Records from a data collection
§

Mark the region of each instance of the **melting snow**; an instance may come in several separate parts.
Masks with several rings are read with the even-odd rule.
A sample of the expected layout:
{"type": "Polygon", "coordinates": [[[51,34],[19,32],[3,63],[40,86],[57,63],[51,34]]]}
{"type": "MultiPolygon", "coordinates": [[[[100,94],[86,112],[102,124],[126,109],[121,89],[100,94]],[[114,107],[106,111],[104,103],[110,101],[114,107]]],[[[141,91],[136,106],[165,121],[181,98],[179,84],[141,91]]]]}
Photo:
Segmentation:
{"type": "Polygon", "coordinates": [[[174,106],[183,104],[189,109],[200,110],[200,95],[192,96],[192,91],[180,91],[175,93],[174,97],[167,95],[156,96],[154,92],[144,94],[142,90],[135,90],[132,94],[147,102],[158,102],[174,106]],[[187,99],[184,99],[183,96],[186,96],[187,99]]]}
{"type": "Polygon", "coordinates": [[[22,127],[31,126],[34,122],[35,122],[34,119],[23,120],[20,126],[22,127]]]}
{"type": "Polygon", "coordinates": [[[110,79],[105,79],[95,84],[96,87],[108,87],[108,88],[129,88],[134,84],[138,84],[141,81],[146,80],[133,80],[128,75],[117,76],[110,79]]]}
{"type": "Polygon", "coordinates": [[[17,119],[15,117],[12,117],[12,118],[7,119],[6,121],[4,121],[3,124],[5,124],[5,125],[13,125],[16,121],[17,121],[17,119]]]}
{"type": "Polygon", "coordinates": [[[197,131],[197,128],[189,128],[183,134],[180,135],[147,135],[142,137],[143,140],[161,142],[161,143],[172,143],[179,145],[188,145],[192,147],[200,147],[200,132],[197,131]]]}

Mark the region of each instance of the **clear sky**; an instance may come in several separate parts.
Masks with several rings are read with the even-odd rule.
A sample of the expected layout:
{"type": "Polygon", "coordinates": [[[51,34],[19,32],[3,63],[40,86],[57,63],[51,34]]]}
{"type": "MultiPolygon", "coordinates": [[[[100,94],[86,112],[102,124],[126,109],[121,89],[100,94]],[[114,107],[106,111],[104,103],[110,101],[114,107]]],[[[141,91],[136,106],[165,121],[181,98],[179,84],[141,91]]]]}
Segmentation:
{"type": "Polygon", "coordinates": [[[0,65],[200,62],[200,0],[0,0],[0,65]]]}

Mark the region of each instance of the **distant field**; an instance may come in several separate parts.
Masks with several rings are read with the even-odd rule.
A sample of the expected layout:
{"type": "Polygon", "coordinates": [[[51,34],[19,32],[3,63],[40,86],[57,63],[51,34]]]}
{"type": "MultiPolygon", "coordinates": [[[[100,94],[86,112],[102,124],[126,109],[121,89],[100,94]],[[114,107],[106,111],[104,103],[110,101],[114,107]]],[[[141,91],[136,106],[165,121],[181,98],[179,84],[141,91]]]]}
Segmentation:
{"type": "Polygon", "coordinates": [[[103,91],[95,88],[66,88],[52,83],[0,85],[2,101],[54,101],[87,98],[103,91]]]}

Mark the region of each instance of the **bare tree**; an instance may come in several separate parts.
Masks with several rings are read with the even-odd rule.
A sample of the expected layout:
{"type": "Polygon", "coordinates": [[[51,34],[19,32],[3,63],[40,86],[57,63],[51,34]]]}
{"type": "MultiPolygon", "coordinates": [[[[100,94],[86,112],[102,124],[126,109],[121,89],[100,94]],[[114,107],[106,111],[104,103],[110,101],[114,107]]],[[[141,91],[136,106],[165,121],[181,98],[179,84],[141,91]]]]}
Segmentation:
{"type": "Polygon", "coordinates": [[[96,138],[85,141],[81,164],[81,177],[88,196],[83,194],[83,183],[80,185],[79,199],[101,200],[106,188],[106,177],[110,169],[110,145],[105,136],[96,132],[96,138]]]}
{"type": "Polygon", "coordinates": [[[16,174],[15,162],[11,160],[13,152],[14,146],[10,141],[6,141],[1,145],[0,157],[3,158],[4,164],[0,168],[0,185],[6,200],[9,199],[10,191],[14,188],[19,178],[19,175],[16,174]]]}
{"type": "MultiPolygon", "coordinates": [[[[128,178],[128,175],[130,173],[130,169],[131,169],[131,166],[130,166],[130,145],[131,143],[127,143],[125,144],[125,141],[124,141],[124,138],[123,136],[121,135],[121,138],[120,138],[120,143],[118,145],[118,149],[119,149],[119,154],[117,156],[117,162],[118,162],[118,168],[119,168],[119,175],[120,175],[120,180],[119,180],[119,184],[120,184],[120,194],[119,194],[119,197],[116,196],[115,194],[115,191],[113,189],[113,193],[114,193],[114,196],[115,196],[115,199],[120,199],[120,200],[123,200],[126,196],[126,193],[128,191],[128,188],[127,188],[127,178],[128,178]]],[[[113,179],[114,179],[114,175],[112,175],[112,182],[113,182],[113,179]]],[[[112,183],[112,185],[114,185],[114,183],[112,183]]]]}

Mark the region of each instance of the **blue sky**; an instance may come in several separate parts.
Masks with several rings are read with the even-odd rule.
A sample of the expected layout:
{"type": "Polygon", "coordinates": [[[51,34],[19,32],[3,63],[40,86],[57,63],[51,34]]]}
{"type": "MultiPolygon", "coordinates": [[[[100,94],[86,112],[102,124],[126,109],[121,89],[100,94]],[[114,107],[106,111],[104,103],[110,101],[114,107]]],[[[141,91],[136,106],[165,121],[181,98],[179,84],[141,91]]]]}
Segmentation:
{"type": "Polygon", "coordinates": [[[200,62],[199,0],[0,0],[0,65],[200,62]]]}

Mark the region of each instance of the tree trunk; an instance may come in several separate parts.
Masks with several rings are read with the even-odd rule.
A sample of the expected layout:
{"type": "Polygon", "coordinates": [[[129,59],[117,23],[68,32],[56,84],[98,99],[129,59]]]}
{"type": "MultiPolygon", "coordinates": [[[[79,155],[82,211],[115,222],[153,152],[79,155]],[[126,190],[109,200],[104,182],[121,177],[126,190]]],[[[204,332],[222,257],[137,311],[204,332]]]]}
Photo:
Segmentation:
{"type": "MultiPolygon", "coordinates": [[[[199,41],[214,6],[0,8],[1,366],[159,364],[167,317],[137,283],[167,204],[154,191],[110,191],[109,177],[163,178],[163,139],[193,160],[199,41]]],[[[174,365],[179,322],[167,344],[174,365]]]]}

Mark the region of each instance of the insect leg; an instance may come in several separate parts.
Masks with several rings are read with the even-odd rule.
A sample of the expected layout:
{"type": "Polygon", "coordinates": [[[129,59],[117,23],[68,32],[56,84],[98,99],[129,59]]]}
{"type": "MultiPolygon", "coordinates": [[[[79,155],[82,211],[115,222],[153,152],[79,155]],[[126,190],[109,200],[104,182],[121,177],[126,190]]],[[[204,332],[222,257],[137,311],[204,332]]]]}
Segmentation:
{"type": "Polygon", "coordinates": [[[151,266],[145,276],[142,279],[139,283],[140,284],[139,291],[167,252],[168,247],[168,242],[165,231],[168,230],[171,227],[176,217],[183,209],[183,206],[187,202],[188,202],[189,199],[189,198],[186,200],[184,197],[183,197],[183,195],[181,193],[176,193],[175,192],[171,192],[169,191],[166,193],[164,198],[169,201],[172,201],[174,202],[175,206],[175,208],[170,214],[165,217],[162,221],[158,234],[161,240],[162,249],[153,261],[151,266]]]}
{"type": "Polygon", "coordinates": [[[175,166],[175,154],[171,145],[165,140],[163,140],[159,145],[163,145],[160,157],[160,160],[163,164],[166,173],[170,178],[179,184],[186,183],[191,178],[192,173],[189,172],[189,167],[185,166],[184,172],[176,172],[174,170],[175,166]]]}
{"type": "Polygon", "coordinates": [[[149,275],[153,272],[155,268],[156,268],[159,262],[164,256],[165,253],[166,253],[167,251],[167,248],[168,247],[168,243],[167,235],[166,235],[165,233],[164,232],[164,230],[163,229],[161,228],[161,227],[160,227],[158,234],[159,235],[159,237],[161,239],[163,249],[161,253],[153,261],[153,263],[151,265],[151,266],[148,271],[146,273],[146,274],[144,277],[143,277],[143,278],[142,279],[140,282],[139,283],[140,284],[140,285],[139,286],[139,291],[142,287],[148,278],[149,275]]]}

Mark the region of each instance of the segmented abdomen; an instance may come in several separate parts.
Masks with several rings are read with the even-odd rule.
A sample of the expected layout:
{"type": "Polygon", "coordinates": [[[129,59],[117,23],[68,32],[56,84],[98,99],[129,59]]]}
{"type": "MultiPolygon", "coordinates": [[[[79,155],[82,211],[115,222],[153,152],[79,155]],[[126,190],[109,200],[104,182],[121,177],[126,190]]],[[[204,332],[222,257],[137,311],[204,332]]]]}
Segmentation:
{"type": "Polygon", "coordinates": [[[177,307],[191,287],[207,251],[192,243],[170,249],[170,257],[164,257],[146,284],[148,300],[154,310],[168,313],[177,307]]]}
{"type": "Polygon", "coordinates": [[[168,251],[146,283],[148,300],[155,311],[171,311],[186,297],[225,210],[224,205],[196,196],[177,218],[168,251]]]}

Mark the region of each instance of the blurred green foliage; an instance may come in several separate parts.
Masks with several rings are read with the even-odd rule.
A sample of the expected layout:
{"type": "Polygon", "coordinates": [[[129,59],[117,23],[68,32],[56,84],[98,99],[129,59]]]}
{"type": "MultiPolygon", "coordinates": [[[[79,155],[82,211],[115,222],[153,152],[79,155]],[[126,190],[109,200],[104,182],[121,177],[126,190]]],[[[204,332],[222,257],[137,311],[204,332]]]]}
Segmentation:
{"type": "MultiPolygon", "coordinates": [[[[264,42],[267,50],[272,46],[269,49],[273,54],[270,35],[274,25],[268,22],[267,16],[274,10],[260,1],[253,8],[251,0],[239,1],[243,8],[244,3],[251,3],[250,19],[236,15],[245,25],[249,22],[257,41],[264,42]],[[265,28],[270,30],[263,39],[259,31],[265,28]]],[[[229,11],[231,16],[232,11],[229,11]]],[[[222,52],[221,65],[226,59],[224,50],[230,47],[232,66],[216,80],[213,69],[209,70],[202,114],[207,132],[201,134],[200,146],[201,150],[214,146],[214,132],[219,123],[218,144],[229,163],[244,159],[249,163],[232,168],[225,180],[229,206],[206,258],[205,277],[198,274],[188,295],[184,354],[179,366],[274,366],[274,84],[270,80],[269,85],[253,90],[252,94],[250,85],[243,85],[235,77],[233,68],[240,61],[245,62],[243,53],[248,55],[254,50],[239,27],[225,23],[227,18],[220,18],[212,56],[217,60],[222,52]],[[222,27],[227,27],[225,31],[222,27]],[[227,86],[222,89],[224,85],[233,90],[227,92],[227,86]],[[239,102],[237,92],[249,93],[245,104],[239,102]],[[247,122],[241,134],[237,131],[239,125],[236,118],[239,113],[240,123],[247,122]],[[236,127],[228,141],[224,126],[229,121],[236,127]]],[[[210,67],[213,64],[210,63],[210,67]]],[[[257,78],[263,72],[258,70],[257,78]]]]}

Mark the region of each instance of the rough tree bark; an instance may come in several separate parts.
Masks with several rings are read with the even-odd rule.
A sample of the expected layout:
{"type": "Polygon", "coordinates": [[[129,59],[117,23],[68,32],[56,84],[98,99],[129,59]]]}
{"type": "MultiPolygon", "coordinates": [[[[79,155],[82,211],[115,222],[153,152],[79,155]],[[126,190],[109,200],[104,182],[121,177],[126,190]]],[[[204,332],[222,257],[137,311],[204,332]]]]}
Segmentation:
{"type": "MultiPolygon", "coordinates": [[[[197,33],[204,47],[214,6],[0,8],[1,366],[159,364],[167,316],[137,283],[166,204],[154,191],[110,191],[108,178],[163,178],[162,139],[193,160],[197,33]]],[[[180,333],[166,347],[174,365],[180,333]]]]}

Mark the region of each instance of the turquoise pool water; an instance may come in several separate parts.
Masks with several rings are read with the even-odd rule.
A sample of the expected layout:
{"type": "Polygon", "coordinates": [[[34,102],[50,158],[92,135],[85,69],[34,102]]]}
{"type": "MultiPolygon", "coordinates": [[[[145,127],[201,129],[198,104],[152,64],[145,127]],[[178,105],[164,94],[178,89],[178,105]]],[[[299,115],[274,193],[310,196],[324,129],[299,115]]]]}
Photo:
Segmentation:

§

**Prompt:**
Rewrite everything from the line containing "Mark the region of each instance of the rough" down to the last line, leaving every line as it is except that each coordinate in the segmentation answers is shifted up by 113.

**The output:**
Mark the region of each instance of the rough tree bark; an instance may come in several separate parts.
Masks with several rings are read with the even-odd rule.
A sample of the expected layout:
{"type": "Polygon", "coordinates": [[[129,59],[117,23],[68,32],[56,84],[98,99],[129,59]]]}
{"type": "MultiPolygon", "coordinates": [[[[79,155],[82,211],[115,222],[153,152],[79,155]],[[126,190],[109,200],[104,182],[121,177],[126,190]]],[[[204,332],[222,257],[137,311],[204,332]]]]}
Segmentation:
{"type": "MultiPolygon", "coordinates": [[[[310,146],[317,160],[327,119],[113,121],[114,479],[272,477],[280,429],[250,396],[279,317],[267,304],[223,304],[221,291],[276,291],[275,252],[306,273],[310,146]]],[[[293,446],[279,460],[287,478],[293,446]]]]}

Mark the region of each instance of the turquoise pool water; an instance may come in several separate parts.
Masks with several rings are read with the even-odd rule.
A sample of the expected layout:
{"type": "Polygon", "coordinates": [[[34,102],[50,158],[92,135],[85,69],[34,102]]]}
{"type": "MultiPolygon", "coordinates": [[[[145,127],[201,129],[198,104],[152,64],[145,127]],[[178,105],[164,94],[178,89],[178,105]]],[[[299,115],[274,193],[310,196],[324,129],[299,115]]]]}
Photo:
Segmentation:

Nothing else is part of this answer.